● **Document segment**
(The Lion) — A Kansas man is suing his local school district for viewpoint discrimination after being banned from school property for over two years.
It’s one of two lawsuits Justin Spiehs has filed claiming violations of his First and Fourteenth Amendment rights.
The first was filed in November against the city commission of Lawrence, while the second addresses the actions of the Lawrence Public Schools (LPS) board. The second lawsuit alleges board members repeatedly censored Spiehs’ public comments because they disagreed with him.
In addition to allegedly having his speech censored, Spiehs was dealt a lifelong ban from school district property for not wearing a mask – even though he had a medical exemption, the suit alleges. Other members of the public who also didn’t wear masks reportedly didn’t receive the same punishment.
“Those restrictions are not reasonable,” said Linus Baker, Spiehs’ legal representative. “If the government opens a forum for discussion, it cannot undermine that discussion by excluding otherwise relevant speech.”
Before gaining notoriety for protesting left-wing policies, Spiehs was a therapist and addiction counselor with a Ph.D. in human development. He also is a military veteran and received the Navy and Marine Corps Achievement Medal for his service.

● **The data**
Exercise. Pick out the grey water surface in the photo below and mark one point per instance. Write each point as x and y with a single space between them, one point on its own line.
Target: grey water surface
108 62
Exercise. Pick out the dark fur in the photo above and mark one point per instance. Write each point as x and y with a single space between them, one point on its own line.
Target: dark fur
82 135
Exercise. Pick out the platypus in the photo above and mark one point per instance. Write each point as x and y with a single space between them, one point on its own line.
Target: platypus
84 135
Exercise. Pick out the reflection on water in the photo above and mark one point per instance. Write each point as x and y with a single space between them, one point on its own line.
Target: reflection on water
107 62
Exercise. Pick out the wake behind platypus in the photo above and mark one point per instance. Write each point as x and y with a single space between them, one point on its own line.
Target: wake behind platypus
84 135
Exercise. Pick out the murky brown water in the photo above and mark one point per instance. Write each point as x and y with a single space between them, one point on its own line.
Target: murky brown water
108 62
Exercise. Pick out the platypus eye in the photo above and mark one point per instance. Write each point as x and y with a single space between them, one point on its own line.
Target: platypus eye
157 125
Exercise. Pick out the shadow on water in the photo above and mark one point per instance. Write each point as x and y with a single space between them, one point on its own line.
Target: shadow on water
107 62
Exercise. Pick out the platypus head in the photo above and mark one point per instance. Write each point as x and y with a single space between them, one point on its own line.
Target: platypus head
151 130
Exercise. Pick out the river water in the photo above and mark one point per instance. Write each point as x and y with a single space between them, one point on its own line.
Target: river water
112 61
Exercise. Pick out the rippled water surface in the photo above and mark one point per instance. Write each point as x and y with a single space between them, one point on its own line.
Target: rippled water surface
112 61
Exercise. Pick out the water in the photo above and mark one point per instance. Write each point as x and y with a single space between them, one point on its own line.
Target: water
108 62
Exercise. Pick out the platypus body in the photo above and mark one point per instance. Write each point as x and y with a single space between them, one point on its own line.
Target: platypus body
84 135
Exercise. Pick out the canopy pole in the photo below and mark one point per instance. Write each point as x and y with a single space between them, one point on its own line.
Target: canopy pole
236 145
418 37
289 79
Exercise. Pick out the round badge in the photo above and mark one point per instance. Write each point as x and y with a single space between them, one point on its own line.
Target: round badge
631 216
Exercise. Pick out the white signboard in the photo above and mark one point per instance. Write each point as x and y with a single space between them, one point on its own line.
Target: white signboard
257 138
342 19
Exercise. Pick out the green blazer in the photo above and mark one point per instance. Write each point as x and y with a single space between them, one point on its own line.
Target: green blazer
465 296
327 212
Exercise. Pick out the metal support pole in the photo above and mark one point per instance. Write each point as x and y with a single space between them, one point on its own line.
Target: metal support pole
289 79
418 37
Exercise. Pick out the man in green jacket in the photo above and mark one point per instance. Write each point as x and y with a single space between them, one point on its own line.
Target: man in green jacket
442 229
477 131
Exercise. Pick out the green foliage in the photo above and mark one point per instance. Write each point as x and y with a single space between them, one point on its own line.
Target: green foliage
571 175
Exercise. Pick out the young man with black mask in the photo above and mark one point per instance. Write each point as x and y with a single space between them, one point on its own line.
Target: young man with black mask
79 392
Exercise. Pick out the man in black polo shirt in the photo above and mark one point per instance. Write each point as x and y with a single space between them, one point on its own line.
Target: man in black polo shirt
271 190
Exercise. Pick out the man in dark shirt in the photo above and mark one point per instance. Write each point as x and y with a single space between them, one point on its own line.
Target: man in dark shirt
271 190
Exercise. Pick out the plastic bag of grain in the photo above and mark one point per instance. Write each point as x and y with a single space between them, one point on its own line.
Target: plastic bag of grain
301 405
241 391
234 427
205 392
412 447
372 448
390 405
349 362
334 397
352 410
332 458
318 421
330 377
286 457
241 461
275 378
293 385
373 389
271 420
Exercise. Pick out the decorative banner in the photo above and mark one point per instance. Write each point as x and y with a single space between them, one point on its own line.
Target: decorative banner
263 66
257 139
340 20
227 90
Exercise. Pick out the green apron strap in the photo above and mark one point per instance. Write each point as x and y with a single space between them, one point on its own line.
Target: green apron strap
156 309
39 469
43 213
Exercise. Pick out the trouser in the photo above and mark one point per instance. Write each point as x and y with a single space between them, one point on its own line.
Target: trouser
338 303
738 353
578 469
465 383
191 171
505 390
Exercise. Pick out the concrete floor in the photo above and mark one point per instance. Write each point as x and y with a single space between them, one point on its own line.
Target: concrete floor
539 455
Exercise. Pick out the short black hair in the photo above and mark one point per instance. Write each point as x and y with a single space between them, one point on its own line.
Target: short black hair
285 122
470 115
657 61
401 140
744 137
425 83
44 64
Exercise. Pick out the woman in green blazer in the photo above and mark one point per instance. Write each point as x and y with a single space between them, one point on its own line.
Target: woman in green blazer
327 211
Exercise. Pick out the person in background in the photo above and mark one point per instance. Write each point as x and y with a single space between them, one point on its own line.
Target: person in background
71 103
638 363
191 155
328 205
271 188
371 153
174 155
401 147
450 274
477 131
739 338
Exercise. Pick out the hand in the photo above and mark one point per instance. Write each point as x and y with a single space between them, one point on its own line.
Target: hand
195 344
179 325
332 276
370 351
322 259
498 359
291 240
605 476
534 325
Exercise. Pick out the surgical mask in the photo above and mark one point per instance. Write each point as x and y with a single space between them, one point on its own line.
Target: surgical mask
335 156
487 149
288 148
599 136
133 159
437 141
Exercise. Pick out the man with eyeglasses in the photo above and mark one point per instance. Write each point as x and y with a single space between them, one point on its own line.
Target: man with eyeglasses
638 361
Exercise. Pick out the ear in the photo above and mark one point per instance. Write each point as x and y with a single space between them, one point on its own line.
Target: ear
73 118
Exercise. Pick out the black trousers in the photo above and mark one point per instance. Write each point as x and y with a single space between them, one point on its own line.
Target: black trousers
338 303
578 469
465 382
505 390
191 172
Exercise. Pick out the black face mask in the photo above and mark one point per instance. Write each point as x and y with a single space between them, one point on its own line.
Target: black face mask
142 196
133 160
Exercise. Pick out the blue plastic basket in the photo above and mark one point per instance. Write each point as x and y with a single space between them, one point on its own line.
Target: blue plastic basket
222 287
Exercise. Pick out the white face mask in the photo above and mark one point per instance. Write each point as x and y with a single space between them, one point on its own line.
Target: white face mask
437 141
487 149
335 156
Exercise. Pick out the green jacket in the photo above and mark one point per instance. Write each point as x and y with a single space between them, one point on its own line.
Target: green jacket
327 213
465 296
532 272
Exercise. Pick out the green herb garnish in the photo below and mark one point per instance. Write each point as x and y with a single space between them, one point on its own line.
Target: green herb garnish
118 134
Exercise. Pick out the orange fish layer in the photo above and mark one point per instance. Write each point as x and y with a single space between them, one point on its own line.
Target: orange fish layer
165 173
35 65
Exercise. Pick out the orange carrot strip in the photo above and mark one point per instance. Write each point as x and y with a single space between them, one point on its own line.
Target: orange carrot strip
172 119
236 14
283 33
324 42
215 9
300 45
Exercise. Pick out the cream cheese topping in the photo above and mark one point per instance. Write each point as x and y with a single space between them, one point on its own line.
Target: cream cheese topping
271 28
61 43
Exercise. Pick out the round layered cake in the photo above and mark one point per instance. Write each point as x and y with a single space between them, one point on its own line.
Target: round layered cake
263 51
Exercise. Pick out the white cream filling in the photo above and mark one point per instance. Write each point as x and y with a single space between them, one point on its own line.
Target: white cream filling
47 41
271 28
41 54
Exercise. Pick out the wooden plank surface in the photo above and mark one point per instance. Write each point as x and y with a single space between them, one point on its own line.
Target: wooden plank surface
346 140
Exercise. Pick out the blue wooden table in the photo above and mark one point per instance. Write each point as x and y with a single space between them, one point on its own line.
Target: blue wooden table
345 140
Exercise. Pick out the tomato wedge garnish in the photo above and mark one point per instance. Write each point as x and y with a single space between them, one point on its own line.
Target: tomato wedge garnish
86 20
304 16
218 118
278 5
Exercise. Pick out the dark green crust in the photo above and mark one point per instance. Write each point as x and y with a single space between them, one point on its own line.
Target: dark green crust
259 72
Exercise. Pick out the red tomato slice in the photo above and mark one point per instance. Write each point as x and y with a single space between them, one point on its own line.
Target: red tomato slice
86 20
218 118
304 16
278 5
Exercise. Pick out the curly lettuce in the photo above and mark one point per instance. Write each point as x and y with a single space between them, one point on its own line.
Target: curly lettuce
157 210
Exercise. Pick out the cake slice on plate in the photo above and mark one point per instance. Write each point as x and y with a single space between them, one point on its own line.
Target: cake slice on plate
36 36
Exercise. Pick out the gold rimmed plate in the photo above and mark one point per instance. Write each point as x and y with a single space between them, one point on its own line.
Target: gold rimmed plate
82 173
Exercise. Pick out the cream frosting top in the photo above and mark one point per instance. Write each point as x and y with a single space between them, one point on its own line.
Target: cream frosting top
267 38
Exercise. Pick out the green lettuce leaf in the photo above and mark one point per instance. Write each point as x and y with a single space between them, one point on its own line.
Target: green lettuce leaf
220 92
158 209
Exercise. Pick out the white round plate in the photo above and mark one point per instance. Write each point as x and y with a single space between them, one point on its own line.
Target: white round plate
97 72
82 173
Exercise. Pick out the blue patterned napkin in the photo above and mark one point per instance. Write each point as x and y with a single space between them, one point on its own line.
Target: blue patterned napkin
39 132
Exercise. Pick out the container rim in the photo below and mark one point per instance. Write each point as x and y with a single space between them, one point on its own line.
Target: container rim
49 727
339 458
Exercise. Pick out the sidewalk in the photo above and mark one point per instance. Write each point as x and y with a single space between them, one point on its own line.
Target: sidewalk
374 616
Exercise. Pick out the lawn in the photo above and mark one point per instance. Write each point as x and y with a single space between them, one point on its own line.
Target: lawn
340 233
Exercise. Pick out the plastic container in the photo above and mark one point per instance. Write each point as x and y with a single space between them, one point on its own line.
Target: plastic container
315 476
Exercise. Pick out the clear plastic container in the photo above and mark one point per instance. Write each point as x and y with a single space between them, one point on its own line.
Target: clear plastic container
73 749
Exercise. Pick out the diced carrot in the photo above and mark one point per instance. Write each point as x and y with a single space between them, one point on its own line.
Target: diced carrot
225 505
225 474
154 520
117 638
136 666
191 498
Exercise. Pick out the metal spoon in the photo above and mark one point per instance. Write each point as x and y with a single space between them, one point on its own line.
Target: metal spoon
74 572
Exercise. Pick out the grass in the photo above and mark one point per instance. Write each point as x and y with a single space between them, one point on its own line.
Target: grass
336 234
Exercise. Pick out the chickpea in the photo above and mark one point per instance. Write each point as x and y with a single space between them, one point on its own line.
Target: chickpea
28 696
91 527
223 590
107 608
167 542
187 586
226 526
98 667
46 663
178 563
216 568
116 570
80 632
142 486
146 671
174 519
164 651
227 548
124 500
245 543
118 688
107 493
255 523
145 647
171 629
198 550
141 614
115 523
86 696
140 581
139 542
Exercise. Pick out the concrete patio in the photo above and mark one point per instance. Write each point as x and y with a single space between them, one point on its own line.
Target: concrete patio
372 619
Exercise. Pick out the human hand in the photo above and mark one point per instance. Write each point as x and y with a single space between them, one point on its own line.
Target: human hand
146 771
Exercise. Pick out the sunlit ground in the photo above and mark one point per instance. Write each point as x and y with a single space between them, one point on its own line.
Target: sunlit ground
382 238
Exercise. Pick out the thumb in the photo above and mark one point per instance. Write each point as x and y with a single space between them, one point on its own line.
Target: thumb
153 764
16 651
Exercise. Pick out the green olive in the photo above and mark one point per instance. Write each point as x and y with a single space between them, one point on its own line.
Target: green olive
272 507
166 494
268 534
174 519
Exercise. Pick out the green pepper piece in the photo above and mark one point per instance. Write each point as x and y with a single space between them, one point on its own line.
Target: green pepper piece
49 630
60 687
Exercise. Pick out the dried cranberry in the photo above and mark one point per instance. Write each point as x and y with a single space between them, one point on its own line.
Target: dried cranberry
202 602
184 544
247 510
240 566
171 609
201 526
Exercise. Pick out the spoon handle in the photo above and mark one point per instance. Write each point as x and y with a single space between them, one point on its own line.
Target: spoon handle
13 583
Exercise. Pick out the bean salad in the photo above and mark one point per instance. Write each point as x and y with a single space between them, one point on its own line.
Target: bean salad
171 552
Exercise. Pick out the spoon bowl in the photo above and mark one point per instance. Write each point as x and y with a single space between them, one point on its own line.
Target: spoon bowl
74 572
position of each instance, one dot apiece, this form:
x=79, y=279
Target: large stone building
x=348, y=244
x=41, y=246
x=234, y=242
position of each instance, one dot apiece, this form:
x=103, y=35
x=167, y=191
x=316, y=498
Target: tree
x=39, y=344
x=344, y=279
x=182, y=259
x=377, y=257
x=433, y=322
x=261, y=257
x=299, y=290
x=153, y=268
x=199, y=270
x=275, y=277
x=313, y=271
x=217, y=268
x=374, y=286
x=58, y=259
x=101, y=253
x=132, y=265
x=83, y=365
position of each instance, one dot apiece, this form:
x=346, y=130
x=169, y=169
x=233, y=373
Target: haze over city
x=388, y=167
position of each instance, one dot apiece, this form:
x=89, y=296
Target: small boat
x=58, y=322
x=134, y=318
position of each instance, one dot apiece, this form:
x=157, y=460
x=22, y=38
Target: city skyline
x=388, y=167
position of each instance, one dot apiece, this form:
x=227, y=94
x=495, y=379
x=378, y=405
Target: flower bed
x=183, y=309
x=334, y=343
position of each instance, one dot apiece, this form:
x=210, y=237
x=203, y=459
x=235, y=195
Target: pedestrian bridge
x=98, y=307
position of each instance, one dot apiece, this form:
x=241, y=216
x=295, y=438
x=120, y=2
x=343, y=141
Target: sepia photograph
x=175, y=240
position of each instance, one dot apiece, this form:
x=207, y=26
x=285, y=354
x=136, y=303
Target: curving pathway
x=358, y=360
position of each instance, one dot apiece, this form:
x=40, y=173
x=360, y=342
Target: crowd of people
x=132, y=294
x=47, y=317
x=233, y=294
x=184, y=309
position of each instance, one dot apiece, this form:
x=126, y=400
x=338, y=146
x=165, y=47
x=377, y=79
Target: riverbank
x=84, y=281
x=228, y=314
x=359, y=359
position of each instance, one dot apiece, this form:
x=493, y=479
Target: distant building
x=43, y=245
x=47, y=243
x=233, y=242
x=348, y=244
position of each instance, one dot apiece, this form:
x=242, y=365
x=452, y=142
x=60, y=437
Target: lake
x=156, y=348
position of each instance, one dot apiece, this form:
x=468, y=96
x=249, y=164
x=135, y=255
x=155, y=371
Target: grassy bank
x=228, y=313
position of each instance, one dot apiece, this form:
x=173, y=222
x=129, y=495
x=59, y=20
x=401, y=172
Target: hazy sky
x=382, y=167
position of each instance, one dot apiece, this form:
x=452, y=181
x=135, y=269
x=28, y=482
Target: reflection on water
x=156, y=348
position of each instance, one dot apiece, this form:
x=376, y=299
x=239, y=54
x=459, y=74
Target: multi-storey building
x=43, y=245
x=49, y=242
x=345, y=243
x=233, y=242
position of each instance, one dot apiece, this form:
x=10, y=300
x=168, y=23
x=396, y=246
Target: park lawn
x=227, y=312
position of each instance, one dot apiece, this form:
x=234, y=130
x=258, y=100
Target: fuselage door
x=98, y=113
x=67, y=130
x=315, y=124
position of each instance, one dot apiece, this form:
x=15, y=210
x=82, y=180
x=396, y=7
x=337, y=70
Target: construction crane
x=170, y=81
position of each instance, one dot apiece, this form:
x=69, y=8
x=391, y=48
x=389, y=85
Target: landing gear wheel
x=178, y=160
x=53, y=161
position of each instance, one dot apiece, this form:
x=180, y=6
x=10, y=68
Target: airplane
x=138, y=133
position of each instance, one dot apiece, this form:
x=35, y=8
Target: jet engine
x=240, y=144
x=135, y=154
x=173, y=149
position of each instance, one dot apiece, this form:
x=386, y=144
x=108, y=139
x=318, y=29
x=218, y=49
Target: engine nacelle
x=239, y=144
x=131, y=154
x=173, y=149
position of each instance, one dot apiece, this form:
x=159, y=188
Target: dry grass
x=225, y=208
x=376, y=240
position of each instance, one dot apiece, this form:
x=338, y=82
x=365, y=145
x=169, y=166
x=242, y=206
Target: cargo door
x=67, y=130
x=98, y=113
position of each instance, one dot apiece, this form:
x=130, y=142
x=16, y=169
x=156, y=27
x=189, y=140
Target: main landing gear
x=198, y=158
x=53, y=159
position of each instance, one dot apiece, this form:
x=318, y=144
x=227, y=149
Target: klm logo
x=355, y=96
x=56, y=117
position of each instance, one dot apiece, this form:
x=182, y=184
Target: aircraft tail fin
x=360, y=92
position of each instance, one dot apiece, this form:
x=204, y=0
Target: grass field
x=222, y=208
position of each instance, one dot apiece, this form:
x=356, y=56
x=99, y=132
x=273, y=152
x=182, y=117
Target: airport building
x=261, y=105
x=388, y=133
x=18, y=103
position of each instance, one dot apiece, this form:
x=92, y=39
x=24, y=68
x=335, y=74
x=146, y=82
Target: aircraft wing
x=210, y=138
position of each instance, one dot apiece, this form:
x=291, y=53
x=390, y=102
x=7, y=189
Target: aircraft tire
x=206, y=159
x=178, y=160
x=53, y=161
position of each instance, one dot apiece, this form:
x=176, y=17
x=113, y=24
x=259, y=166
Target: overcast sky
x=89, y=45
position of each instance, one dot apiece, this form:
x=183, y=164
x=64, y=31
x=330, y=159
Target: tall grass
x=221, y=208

● **Things to do**
[1] Reproduce word for word the passage of the lawsuit article that opens with the words containing "The first was" and closes with "the same punishment.".
[2] In the lawsuit article, what medal did Justin Spiehs receive for his military service?
[3] Extend the lawsuit article, continuing from its final sentence.

● **Answers for this exercise**
[1]
The first was filed in November against the city commission of Lawrence, while the second addresses the actions of the Lawrence Public Schools (LPS) board. The second lawsuit alleges board members repeatedly censored Spiehs’ public comments because they disagreed with him.
In addition to allegedly having his speech censored, Spiehs was dealt a lifelong ban from school district property for not wearing a mask – even though he had a medical exemption, the suit alleges. Other members of the public who also didn’t wear masks reportedly didn’t receive the same punishment.

[2] He received the Navy and Marine Corps Achievement Medal.

[3]
“The defendant’s respective actions targeted certain viewpoints on a subject matter such as defendant Lewis [Lawrence’s superintendent], [LPS] students and staff,” the lawsuit said. “Defendants have targeted Dr. Spiehs’ particular views on those topics for disparate and adverse treatment. Defendants restricted and punished Dr. Spiehs’ views because they didn’t like him and because of their respective specific motivating ideology, opinion, and perspective.”
According to his social media bio, Spiehs disagrees with mask mandates and COVID-19 vaccines for children, abortion, and “woke” ideology. He also criticized Superintendent Lewis’ $236,000 salary.
“The government defendants cannot prohibit future expressive activity by Dr. Spiehs as a result of some purported past unlawful conduct,” Baker argued. “This is raw retaliatory censorship.”
Spiehs’ lawsuit against LPS will have its first hearing Jan. 11.